What to do:
A: Decide whether each statement below agrees with the passage on coding convention violations: (i) Linters can detect coding convention violations automatically. (ii) The paper concentrates on creating linter configurations. (iii) Code formatters take project-specific rules into account. Answer yes or no for each, and quote the passage's deciding words.
B: Carry the passage on coding convention violations forward, starting after its last sentence.

Extract provided:
-- START --
However, keeping all source code files of a project compliant with the coding conventions agreed by a development team is a challenge. For that, two main activities must be performed: the detection and the repair of coding convention violations. The detection of coding convention violations can be automatically performed using linters. A linter is a tool that statically analyzes code to check its compliance with rules and warns software developers when rule violations are found. The usage of linters also brings challenges because the developers need to create a configuration according to their adopted conventions so that the linter detects the right violations (not more and not less). Nevertheless, in this paper, we focus on the latter task, i.e., the repair of violations, which is a little researched problem.

To repair coding convention violations, developers can either perform fixes manually or use automated solutions that produce fixes. Manually fixing these violations is a waste of valuable developer time. Considering formatting convention violations, which are the focus of this paper, developers could use code formatters as automated solution. However, this alternative is also not satisfactory. With code formatters, the key problem is that they do not take into account the project-specific rules, those that are configured by developers for the used linter.

Inspired by the problem statement of program repair (Monperrus 2018), we state in this paper the problem of automatically repairing formatting violations: given a program, a set of format checker rules, and one rule violation, the goal is to modify the source code formatting so that no violation is raised by the format checker. A format checker is a linter, or a part of a linter, that focuses on formatting checks, since linters cover several classes of coding conventions, e.g., naming and formatting.
-- END --
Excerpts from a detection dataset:
-- START --
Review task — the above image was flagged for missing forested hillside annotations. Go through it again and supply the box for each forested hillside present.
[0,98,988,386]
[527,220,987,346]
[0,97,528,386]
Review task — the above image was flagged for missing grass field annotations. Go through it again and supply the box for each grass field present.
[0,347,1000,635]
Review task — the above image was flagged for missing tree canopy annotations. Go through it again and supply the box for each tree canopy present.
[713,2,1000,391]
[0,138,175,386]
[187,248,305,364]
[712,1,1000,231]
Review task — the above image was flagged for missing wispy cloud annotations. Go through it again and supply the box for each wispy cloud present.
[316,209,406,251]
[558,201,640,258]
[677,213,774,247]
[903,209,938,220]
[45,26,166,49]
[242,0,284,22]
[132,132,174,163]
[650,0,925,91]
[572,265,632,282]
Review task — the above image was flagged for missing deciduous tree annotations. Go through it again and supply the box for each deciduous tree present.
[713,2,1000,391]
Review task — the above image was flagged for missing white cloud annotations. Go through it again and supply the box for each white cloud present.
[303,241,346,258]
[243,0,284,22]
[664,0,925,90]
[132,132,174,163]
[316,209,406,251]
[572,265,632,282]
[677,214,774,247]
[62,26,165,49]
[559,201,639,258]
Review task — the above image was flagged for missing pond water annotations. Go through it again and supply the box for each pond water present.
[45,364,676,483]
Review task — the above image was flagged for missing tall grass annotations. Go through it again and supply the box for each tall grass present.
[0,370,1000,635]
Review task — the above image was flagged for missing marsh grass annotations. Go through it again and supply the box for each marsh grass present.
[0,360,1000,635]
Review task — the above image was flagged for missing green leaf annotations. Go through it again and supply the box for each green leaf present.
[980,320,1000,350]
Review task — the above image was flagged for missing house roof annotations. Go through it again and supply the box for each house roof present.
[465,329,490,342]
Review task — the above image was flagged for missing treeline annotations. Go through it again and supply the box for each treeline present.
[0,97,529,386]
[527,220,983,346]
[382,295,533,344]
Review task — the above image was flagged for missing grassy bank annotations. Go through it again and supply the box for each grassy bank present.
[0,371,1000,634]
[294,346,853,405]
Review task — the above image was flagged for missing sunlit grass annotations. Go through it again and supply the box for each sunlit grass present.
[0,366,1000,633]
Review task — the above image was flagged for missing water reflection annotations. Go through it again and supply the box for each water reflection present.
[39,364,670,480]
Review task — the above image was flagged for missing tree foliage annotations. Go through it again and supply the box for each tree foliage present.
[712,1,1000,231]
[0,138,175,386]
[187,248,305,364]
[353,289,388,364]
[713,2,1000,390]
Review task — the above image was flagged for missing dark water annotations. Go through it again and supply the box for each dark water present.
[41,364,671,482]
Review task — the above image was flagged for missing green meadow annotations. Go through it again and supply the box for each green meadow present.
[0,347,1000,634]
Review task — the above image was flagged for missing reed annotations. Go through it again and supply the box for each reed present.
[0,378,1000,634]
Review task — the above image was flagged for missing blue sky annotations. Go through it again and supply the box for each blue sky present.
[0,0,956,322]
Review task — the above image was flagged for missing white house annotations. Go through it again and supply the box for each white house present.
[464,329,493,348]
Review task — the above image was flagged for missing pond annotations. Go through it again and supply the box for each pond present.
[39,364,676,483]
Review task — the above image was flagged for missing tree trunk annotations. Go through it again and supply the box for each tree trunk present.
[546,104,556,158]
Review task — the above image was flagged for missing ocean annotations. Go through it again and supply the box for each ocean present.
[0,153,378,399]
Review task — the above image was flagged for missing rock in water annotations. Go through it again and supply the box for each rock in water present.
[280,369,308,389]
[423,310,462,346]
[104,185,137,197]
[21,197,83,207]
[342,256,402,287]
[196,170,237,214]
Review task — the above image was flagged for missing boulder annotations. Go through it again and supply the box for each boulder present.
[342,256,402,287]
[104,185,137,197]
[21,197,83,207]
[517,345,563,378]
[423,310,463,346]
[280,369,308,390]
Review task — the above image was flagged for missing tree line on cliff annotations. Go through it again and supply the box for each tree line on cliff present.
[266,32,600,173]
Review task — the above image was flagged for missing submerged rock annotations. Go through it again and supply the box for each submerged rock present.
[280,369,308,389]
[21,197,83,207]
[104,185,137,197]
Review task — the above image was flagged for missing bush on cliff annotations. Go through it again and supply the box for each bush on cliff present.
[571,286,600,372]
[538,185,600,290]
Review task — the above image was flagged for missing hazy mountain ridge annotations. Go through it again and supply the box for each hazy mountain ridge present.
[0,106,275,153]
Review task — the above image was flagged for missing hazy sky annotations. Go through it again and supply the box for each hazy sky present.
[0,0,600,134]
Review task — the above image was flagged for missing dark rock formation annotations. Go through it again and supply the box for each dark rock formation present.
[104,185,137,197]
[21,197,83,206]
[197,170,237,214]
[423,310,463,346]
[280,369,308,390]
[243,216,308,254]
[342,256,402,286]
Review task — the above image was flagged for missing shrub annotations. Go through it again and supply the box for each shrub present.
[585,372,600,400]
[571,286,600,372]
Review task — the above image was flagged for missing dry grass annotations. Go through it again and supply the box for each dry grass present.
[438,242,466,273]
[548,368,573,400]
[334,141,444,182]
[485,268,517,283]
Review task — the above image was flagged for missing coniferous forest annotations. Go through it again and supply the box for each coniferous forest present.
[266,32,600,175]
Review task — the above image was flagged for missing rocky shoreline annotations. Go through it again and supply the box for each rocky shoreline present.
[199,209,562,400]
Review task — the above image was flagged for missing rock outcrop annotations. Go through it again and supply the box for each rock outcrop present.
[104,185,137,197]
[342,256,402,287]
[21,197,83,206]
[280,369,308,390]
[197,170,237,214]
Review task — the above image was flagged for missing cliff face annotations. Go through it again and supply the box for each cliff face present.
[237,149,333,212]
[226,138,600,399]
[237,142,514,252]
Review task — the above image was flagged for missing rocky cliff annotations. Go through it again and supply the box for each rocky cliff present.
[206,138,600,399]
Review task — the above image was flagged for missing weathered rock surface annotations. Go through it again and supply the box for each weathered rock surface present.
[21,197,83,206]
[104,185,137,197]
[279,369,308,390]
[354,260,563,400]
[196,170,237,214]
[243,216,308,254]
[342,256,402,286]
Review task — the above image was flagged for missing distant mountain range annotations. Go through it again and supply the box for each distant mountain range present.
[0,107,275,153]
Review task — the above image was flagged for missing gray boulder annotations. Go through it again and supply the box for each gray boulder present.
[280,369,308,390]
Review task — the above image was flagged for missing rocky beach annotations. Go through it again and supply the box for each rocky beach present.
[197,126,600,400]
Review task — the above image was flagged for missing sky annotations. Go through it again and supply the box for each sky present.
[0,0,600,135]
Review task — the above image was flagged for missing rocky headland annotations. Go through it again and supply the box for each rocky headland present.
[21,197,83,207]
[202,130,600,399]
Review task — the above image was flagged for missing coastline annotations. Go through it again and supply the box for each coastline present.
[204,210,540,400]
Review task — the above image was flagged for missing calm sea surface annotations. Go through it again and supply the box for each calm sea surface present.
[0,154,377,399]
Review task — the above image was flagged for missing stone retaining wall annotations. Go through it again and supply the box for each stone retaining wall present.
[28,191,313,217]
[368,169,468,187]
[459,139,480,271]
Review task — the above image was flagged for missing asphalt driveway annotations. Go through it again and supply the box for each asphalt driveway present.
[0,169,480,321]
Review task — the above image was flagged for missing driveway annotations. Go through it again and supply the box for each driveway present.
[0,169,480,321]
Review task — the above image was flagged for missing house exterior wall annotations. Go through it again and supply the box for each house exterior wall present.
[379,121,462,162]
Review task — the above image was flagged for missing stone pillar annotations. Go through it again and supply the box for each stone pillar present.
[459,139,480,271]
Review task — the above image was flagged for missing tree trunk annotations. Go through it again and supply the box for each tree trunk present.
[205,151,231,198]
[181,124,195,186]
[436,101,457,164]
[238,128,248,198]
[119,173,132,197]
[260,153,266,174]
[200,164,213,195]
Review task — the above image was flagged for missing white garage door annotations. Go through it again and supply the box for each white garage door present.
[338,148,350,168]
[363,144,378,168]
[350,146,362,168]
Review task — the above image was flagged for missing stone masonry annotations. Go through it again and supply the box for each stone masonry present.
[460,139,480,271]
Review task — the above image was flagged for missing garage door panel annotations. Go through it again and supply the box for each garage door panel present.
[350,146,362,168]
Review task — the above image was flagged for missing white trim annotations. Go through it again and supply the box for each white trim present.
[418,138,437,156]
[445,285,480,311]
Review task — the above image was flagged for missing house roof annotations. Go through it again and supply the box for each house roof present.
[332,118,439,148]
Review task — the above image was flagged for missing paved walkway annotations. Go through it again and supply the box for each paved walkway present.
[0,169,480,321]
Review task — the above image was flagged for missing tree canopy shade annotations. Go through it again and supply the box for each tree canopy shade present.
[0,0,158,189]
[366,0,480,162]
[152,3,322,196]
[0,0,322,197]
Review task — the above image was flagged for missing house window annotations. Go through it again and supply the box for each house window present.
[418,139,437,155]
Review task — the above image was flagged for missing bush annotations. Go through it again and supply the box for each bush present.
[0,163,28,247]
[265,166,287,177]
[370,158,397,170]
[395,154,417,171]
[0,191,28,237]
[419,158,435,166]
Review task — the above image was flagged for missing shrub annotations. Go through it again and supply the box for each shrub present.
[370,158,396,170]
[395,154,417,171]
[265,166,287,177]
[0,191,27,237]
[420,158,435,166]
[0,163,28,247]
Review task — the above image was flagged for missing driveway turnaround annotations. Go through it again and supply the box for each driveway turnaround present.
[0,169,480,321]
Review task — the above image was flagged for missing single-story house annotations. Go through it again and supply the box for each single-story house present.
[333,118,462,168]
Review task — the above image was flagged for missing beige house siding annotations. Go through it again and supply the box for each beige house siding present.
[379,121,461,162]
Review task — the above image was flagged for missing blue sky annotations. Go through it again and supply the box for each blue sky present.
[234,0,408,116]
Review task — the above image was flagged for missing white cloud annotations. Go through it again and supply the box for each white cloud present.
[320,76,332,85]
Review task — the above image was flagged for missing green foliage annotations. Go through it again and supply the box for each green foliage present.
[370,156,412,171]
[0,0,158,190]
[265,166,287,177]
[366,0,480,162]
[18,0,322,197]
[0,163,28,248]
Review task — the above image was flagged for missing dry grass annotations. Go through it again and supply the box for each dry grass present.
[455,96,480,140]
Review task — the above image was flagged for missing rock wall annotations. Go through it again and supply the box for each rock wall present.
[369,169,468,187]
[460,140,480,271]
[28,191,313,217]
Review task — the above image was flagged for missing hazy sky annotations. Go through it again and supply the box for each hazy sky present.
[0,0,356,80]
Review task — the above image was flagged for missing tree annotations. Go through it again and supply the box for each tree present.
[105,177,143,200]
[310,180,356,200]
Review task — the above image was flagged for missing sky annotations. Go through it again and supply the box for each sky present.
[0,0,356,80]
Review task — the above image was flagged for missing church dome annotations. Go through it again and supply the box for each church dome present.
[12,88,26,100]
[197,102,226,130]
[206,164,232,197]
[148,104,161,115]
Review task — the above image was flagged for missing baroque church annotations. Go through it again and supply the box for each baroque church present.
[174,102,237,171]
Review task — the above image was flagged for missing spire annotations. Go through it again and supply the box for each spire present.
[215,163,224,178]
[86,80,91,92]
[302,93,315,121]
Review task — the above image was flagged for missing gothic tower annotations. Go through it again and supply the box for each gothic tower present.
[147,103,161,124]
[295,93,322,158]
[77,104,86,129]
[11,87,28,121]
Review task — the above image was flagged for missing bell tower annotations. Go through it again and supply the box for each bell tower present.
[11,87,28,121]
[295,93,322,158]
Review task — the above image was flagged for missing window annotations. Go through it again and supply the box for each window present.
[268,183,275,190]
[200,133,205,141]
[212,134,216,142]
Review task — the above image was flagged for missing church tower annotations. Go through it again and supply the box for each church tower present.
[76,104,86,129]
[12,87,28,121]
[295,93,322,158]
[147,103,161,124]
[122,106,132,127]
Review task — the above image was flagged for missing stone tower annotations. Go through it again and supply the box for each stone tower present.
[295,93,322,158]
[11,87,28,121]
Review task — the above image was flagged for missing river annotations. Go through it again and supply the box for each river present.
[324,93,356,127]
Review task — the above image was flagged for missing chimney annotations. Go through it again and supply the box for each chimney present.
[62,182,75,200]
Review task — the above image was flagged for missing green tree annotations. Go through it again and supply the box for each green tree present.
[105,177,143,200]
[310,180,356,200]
-- END --
Answers provided:
A:
(i) Yes: "The detection of coding convention violations can be automatically performed using linters."
(ii) No: "in this paper, we focus on the latter task, i.e., the repair of violations"
(iii) No: "they do not take into account the project-specific rules"

B:
In this paper, we explore that problem in the context of CheckstyleFootnote 1, a popular format checker for the Java language. We present Styler, a tool dedicated to fixing formatting violations in Java source code. The uniqueness of Styler is its applicability to any formatting convention because its approach is not based on specific format checker rules. The key idea behind Styler is the usage of machine learning to learn the formatting conventions that are used in a software project. The learning is based on training data generated by Styler through the modification of source code files to trigger violations of the formatting rules configured by developers for a given project. Once trained, Styler predicts changes on formatting characters (e.g., whitespaces) to fix formatting convention violations happening in the wild. Technically, Styler encodes Java source code containing formatting violations into abstract token sequences and uses sequence-to-sequence machine learning models based on long short-term memory neural networks (LSTMs).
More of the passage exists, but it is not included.